:: EXERCISE INSTRUCTIONS ::
Can you rewrite all of the data below with every "photograph" changed to "image" and everything else left unchanged? Leave the pictures out.

:: EXTRACTED RECORDS ::
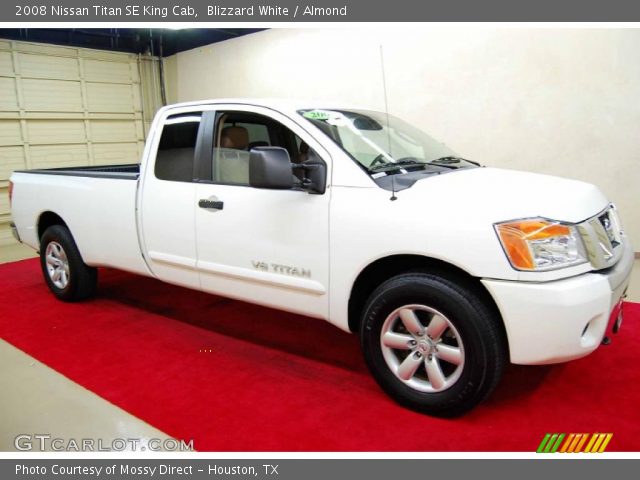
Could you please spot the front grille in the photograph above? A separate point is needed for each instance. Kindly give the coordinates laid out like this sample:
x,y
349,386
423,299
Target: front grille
x,y
602,238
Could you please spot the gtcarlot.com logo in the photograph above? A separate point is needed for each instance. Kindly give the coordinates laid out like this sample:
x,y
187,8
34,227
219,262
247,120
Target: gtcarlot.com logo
x,y
44,442
574,443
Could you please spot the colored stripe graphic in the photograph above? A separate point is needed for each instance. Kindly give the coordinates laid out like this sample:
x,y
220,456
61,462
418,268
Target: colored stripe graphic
x,y
574,443
582,441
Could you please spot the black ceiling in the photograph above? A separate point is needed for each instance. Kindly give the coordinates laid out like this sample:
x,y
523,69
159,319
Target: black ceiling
x,y
158,41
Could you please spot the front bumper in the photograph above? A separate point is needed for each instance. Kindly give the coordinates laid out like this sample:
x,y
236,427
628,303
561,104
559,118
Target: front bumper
x,y
556,321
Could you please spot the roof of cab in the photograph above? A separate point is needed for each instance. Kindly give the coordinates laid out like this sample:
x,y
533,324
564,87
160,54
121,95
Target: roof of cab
x,y
279,104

:: REPLY ::
Could you please spot the front grille in the image above? A separate point is needed for each instance. Kindly give the coordinates laid out like this sample:
x,y
349,386
423,299
Target: front grille
x,y
602,238
Could you please spot the gtcarlot.com logo in the image above? A separate point is needed for each instance. Kindly give the coordinates laid out like this sample:
x,y
187,8
34,227
219,262
247,120
Target: gtcarlot.com logo
x,y
44,442
574,443
Could you please spot the colored stripe graphic in the image above? A separate point is needed for each instance. Kindly give the coordinates laid out like this sample:
x,y
220,456
61,462
418,268
Target: colored stripe graphic
x,y
574,443
582,441
Could you please spot the black ceiling in the image above? A separate point is needed for each instance. Kindly give the coordinates laid out like this sample:
x,y
523,69
159,319
Target: black ceiling
x,y
158,41
Could you please spot the front bumper in the image above? A separate point is needed for each instance. Kindly give the coordinates laid out like this sample:
x,y
236,427
628,303
561,104
559,118
Target: front bumper
x,y
556,321
Could you please spot the roof of cab in the image above? A separate point is needed for each instance. Kindly give the coordinates laid out like this sample:
x,y
533,324
564,87
160,54
121,95
Target: roof of cab
x,y
279,104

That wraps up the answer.